Сравнительные жизнеописания, стр. 82

Хорошему полководцу присуще не только правильно пользоваться сложившимися обстоятельствами, но и верно судить о будущем – и война для афинян завершилась точно так, как предвидел и предсказывал Перикл: вмешиваясь во множество чужих дел, они себя погубили. Напротив, римляне, не послушавшись Фабия и послав Сципиона на Карфаген, одержали полную победу не милостью судьбы, но мудростью и храбростью полководца, несмотря на сопротивление неприятеля. Итак, в первом случае несчастья отечества подтвердили правоту одного, во втором – успехи сограждан показали, как был далек от истины другой. А между тем, попадет ли полководец нежданно в беду или упустит по своей недоверчивости счастливый случай – ошибка и вина его равно велики, ибо, по-видимому, и дерзость и робость имеют один источник – неведение, неосведомленность. Вот и все о ратном искусстве.

Фрагменты данных -
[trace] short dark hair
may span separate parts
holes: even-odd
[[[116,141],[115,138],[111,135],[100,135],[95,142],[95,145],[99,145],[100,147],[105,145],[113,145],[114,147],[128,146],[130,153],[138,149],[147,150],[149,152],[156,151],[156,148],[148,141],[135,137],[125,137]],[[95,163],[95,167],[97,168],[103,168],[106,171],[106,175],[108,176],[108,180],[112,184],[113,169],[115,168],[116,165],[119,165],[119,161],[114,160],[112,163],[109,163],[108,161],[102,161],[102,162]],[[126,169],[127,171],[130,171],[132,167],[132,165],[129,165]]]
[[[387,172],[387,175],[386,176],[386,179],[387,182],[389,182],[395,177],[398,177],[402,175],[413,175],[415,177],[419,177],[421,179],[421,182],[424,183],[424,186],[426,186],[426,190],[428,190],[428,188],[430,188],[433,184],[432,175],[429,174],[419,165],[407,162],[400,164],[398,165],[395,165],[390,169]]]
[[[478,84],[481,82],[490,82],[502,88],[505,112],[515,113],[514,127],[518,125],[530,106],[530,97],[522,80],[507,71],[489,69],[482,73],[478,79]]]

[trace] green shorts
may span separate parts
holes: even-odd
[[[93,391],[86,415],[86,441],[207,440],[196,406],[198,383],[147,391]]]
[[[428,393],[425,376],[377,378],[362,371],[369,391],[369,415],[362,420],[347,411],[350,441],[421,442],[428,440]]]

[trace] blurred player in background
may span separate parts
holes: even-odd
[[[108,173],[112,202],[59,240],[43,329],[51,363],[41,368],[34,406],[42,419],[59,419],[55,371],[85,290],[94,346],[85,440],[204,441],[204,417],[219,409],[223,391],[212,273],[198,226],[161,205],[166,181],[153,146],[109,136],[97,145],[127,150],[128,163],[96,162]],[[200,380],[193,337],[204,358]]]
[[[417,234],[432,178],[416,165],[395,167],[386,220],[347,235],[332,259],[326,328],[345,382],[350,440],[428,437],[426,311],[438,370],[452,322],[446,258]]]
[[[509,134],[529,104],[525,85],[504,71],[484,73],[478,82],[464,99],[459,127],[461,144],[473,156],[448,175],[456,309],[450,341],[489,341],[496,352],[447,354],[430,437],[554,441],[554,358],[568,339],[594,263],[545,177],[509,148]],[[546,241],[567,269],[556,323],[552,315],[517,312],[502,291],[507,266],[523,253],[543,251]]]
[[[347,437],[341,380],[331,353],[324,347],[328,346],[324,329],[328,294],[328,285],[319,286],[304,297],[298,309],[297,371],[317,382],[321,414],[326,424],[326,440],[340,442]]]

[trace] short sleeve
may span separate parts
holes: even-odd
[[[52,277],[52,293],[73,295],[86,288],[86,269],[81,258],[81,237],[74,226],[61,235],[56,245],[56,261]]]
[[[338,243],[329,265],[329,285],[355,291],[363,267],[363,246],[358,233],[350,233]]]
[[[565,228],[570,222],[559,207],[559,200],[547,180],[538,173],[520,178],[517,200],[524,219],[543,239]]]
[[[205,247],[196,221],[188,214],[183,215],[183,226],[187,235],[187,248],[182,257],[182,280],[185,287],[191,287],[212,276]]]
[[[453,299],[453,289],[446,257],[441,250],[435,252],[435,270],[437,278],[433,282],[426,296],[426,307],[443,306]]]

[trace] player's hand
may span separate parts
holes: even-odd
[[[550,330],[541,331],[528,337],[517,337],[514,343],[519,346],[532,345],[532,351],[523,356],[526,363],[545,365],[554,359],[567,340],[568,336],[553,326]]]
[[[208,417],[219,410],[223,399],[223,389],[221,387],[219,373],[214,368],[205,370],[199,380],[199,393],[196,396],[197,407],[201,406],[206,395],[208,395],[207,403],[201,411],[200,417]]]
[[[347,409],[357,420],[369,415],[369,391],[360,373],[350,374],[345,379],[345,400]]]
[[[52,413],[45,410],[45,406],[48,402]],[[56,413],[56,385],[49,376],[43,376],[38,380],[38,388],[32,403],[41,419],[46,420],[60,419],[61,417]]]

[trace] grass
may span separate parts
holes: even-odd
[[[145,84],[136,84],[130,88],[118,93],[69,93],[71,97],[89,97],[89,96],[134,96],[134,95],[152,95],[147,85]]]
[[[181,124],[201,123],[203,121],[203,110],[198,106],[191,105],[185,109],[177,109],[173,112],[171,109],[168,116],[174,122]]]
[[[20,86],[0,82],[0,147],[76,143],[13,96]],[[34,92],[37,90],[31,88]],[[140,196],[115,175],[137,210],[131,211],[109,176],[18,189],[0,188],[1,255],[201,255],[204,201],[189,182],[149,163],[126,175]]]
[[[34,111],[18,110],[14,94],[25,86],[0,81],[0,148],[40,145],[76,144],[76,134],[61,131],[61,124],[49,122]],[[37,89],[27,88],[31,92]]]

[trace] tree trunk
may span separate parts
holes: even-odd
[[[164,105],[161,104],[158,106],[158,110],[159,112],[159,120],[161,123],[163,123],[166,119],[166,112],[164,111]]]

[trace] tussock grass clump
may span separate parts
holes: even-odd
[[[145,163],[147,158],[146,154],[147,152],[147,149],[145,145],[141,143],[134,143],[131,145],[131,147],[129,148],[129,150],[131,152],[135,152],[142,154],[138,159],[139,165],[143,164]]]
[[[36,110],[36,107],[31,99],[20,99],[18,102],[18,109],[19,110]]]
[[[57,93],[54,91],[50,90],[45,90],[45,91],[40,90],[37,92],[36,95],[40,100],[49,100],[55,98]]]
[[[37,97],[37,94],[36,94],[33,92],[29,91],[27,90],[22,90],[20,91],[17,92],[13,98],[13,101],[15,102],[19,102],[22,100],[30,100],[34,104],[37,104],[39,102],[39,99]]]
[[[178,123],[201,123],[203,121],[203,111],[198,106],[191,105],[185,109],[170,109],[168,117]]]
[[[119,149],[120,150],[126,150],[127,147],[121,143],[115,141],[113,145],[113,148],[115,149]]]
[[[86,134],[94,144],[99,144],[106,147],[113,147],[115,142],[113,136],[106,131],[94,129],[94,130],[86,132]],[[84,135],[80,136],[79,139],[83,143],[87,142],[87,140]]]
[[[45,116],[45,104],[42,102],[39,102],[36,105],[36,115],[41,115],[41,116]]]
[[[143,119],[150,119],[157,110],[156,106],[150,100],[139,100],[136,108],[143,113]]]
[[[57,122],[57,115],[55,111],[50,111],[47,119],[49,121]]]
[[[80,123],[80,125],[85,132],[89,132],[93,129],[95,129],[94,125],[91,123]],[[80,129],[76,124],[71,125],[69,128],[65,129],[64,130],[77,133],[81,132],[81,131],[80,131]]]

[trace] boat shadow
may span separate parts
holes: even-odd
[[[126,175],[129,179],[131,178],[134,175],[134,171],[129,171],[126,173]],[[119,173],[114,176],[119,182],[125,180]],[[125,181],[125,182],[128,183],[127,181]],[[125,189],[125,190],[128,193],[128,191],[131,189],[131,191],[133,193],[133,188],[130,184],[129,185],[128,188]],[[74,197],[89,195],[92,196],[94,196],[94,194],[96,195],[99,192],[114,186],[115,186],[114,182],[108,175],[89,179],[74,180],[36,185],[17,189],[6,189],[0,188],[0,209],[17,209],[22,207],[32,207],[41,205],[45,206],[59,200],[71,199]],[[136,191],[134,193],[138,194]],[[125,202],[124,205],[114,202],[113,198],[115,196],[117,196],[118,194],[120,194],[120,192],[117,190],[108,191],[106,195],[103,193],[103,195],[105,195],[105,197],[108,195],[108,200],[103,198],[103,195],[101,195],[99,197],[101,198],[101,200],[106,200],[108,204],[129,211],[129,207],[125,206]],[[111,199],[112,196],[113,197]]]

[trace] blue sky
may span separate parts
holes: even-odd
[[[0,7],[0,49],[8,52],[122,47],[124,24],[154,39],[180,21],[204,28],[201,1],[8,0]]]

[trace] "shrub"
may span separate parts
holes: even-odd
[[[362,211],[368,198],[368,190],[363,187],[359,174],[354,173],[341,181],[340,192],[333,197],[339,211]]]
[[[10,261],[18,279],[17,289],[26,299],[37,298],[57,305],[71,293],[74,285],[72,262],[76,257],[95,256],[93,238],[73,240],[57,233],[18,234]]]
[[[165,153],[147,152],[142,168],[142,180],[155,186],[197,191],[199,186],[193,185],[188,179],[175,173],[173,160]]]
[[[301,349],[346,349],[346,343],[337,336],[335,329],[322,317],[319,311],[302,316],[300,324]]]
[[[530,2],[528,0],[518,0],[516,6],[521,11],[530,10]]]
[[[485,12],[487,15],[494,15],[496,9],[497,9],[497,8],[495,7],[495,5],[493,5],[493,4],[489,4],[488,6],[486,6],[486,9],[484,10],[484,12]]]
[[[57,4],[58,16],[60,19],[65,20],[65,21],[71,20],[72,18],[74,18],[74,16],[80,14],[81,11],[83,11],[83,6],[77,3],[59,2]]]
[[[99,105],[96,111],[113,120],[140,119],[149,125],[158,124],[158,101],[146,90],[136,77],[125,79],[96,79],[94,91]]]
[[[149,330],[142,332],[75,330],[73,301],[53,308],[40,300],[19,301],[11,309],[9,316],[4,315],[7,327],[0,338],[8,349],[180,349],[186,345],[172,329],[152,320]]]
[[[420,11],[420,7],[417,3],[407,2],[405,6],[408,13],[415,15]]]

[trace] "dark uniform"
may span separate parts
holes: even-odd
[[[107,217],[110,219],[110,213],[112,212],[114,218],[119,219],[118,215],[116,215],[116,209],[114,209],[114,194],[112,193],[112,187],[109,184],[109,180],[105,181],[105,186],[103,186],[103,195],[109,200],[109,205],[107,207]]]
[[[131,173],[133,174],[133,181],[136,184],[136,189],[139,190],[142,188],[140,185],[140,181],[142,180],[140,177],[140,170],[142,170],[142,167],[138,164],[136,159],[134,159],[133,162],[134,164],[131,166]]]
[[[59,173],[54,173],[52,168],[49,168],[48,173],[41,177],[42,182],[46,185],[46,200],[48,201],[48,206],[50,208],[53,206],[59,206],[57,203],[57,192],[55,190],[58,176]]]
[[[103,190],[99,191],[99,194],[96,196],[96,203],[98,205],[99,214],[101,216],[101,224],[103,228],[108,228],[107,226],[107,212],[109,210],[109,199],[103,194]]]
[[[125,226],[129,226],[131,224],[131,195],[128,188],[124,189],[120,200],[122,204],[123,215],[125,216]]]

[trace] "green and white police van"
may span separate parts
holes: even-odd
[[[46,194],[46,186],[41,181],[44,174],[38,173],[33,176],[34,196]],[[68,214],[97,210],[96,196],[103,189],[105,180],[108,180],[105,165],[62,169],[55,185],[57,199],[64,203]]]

Задание A -
Ответьте по выбранному отрывку на вопросы:
(i) Как завершилась война для афинян?
(ii) Кого римляне послали на Карфаген?
(iii) Какой общий источник имеют дерзость и робость?
Задание B -
Перепишите без изменений часть выбранного отрывка: начните со слов «Хорошему полководцу присуще» и остановитесь после слов «о ратном искусстве.».

Правильный ответ A -
(i) Так, как предвидел и предсказывал Перикл: вмешиваясь во множество чужих дел, афиняне себя погубили.
(ii) Сципиона.
(iii) Неведение, неосведомленность.

Правильный ответ B -
Хорошему полководцу присуще не только правильно пользоваться сложившимися обстоятельствами, но и верно судить о будущем – и война для афинян завершилась точно так, как предвидел и предсказывал Перикл: вмешиваясь во множество чужих дел, они себя погубили. Напротив, римляне, не послушавшись Фабия и послав Сципиона на Карфаген, одержали полную победу не милостью судьбы, но мудростью и храбростью полководца, несмотря на сопротивление неприятеля. Итак, в первом случае несчастья отечества подтвердили правоту одного, во втором – успехи сограждан показали, как был далек от истины другой. А между тем, попадет ли полководец нежданно в беду или упустит по своей недоверчивости счастливый случай – ошибка и вина его равно велики, ибо, по-видимому, и дерзость и робость имеют один источник – неведение, неосведомленность. Вот и все о ратном искусстве.